◆ **What you have to do**: Show every line of the data below that includes the word "rear".

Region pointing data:

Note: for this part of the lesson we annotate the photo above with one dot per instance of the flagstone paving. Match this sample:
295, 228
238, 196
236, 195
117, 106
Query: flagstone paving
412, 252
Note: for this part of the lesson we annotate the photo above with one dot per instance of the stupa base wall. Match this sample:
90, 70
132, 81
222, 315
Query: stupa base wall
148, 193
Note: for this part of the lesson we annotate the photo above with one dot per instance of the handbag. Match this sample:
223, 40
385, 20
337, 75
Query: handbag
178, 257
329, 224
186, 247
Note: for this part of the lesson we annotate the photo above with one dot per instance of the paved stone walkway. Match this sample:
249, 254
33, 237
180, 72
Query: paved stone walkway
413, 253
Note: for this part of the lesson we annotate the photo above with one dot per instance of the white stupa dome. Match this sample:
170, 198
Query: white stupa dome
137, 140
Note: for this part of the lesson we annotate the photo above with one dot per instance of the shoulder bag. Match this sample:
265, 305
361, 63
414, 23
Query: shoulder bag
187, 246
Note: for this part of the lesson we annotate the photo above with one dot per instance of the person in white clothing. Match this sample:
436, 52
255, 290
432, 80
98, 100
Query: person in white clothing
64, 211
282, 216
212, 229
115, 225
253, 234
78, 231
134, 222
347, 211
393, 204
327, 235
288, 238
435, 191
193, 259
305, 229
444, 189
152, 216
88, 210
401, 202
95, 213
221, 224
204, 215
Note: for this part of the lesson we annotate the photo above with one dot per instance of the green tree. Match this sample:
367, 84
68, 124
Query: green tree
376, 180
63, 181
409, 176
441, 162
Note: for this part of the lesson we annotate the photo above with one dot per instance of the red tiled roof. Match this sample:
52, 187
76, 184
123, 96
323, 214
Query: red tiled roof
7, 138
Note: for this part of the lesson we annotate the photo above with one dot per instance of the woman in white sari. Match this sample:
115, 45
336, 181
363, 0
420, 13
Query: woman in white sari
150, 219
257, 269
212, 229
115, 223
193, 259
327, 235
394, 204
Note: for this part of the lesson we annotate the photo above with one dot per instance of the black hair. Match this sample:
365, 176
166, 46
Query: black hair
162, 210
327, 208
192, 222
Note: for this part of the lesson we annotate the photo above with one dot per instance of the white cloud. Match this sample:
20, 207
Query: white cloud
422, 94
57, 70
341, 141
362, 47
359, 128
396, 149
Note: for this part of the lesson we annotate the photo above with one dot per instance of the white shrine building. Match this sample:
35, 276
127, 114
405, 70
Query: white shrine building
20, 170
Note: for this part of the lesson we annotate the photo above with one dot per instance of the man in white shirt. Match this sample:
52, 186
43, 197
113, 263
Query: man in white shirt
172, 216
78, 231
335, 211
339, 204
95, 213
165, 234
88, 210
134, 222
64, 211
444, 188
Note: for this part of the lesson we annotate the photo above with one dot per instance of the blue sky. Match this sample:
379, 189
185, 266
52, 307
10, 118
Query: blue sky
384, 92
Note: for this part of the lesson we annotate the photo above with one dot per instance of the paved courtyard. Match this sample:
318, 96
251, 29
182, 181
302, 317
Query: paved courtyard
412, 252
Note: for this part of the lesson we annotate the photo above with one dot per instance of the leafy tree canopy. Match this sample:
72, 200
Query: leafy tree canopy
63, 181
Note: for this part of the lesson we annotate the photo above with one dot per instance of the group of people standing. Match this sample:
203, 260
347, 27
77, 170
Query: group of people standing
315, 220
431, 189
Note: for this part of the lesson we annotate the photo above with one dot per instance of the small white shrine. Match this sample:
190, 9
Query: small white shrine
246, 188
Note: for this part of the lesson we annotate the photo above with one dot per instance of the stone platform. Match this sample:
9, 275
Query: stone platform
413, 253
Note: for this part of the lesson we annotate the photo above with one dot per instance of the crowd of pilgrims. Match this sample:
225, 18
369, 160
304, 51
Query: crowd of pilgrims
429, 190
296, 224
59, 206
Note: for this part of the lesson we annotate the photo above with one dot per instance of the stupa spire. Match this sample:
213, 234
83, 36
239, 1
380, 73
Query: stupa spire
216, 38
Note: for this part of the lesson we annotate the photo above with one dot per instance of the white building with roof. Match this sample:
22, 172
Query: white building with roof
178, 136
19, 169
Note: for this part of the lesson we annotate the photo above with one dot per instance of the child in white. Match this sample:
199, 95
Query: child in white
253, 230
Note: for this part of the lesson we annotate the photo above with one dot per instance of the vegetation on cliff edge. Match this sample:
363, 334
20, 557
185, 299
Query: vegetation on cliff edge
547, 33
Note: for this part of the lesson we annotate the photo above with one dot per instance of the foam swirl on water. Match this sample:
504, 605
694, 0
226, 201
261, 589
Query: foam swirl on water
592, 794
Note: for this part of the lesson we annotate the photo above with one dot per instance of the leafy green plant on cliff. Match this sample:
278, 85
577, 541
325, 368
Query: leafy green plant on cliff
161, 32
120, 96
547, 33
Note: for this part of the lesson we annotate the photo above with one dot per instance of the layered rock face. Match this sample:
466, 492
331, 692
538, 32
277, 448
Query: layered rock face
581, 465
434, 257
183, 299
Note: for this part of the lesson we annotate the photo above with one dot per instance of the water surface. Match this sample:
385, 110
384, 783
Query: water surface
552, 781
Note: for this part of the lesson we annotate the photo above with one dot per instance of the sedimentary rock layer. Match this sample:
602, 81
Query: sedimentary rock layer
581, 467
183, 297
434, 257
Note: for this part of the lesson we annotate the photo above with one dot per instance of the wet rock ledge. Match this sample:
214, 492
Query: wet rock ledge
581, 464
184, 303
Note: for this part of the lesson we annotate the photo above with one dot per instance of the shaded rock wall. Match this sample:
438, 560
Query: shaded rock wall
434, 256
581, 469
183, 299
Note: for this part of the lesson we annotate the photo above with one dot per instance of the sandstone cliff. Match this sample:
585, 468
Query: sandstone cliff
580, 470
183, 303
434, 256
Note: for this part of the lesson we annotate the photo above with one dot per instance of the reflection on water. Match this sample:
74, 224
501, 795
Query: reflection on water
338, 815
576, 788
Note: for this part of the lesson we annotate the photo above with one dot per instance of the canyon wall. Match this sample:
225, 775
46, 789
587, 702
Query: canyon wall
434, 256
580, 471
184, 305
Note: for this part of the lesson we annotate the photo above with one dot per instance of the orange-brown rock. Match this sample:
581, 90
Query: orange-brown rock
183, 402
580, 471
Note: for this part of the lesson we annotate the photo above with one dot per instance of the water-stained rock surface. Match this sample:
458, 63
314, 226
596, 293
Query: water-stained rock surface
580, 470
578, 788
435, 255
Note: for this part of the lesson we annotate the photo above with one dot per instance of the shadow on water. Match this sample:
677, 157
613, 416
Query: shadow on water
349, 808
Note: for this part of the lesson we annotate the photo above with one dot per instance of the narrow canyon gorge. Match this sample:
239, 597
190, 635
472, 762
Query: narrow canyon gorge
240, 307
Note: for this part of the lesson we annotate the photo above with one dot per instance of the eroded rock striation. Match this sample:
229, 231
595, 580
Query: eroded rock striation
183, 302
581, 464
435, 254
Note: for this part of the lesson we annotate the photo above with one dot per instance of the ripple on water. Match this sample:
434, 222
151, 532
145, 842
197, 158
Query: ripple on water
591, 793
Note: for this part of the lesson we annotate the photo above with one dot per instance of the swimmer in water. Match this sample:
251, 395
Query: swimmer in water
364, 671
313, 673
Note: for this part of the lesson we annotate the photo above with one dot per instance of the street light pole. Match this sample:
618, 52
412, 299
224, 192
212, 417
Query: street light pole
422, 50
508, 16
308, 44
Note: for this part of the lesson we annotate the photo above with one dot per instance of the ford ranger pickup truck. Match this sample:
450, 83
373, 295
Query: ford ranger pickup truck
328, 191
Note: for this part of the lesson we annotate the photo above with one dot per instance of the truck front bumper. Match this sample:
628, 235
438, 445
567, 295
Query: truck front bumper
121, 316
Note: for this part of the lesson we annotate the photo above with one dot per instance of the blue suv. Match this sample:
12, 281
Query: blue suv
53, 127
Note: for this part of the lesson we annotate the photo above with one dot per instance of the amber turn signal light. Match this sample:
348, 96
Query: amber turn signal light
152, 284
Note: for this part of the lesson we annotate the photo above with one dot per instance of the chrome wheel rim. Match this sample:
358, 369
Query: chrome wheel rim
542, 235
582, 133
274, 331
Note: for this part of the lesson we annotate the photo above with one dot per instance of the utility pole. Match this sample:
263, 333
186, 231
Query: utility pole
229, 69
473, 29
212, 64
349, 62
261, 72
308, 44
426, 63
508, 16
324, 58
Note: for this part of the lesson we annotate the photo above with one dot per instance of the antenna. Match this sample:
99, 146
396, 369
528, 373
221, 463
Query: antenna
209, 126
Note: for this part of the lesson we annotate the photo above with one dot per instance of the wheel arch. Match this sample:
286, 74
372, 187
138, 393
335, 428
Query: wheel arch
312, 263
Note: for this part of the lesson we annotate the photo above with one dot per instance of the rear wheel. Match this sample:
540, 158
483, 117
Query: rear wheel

◆ **Completed task**:
Note: for this part of the lesson we annotate the photo above with one dot per instance of the rear wheel. Match this sample:
Query: rear wheel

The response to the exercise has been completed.